MATERIAL FOR THIS TASK Block Start

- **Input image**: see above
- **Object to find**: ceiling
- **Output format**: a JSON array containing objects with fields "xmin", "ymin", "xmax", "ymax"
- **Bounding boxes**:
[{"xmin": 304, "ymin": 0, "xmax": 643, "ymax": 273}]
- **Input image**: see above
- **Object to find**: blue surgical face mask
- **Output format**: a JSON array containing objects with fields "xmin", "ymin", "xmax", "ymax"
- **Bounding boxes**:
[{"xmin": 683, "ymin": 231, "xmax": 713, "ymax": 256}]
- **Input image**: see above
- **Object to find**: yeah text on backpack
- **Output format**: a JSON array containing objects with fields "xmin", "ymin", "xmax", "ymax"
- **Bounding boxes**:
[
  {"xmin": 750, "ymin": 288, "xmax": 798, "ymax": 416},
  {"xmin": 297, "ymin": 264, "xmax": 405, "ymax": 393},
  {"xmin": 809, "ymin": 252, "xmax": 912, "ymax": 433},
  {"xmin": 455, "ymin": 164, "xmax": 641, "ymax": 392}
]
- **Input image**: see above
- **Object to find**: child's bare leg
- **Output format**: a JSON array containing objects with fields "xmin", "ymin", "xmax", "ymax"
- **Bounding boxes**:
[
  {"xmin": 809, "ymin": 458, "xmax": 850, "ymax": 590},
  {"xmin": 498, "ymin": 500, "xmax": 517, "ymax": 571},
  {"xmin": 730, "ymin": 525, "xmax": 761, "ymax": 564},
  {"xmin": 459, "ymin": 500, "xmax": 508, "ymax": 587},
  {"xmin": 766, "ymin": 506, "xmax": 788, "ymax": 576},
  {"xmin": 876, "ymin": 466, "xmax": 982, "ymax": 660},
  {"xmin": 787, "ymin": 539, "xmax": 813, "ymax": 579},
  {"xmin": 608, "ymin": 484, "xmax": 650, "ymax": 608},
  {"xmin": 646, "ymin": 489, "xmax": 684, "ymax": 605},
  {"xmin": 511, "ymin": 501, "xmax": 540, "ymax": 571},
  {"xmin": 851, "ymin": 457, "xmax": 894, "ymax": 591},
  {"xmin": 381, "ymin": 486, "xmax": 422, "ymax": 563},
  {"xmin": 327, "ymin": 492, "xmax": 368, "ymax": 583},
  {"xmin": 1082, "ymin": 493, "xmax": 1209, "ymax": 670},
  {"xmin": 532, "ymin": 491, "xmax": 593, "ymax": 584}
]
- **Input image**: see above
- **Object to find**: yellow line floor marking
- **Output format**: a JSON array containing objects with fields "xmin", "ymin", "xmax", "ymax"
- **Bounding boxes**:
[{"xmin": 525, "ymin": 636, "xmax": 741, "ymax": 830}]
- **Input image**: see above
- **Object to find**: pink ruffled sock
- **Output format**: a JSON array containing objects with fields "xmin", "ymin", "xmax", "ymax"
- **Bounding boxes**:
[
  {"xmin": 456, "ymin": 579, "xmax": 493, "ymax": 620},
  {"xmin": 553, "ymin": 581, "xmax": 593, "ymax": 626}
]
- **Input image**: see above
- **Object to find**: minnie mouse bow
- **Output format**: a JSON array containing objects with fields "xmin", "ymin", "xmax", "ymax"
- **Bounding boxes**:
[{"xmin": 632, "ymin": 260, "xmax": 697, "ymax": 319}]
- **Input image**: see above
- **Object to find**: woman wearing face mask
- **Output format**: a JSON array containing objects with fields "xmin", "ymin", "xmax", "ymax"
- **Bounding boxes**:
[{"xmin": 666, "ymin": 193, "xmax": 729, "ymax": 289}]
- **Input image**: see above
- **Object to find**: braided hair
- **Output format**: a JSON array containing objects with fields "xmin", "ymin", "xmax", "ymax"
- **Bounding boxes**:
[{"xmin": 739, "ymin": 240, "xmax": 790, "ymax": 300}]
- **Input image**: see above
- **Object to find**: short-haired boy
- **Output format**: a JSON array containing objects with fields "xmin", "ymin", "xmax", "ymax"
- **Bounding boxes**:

MATERIAL FOR THIS TASK Block End

◆ **YOUR TASK**
Each line of the material with the word "mask" in it should be listed.

◆ **OUTPUT OF THE EXERCISE**
- **Object to find**: blue surgical face mask
- **Object to find**: woman wearing face mask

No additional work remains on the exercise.